(Excerpted text)

We’re three routes away from finishing this darn system! Fittingly, our third-to-last review will be the 3, a route that calls itself “Dartmouth Street” but takes a pretty significant deviation away from it when it gets into New Bedford.
Now, I’m sorry to disappoint, but I did miss the route’s outbound-only deviation to Sol E Mar apartments. It basically makes a loop where it serves them on its way to Big Value Plaza, the shopping plaza in Dartmouth with nothing of note in it where the 3 officially starts. But while there’s a charming town center further south down the road, people aren’t gonna take the bus there, so we’re forced to start at this plaza named after a bargain store. Woo.
We headed up Dartmouth Street, a road mostly lined with sprawly suburban businesses, with houses on the side streets. Honestly, the entire Dartmouth section of the route was like that, until six minutes later when we entered New Bedford and deviated into a Stop & Shop (connecting to the 5 and 6). Continuing up Dartmouth Street from there, the neighborhood was a lot more mixed-use, with businesses occupying the ground floors of dense houses and apartments.

(End Excerpted text)

## Problem to solve:
In the bus route review, take the part that opens with the words containing "We headed up" and closes with "houses and apartments.", and write it out again with "sprawling" substituted for "sprawly". Work from the bus route review alone.

(Given records)

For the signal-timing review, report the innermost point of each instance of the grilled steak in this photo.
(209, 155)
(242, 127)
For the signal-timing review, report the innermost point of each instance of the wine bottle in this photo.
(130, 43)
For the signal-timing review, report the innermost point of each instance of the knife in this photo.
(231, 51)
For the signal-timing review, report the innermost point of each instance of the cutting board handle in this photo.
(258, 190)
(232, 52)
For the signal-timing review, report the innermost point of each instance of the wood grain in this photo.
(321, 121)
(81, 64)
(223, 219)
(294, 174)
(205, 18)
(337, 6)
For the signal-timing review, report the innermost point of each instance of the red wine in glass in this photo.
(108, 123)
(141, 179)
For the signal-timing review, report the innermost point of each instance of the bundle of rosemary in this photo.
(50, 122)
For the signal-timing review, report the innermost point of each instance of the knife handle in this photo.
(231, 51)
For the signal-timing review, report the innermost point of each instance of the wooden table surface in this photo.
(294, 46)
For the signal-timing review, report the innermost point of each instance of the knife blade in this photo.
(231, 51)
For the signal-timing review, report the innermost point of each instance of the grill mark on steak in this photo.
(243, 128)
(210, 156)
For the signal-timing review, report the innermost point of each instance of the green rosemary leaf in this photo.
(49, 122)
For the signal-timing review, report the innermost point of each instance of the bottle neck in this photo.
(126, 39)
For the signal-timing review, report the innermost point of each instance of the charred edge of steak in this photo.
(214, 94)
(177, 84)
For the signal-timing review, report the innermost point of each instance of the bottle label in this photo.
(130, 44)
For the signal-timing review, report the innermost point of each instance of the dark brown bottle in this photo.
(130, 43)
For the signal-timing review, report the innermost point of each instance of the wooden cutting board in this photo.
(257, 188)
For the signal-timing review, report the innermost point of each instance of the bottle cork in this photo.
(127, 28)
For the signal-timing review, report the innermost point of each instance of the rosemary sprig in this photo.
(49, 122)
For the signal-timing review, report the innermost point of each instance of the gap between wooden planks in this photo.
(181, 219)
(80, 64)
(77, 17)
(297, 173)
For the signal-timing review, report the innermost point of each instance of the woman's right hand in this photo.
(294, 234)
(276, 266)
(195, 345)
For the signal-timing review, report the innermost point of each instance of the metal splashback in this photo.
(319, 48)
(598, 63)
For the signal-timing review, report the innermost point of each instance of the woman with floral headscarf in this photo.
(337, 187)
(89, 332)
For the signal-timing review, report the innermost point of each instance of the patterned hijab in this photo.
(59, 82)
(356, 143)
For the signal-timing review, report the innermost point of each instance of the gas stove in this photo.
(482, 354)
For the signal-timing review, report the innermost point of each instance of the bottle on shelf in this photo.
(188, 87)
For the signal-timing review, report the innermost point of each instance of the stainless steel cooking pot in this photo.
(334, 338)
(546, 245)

(End Given records)

## Written answer:
We headed up Dartmouth Street, a road mostly lined with sprawling suburban businesses, with houses on the side streets. Honestly, the entire Dartmouth section of the route was like that, until six minutes later when we entered New Bedford and deviated into a Stop & Shop (connecting to the 5 and 6). Continuing up Dartmouth Street from there, the neighborhood was a lot more mixed-use, with businesses occupying the ground floors of dense houses and apartments.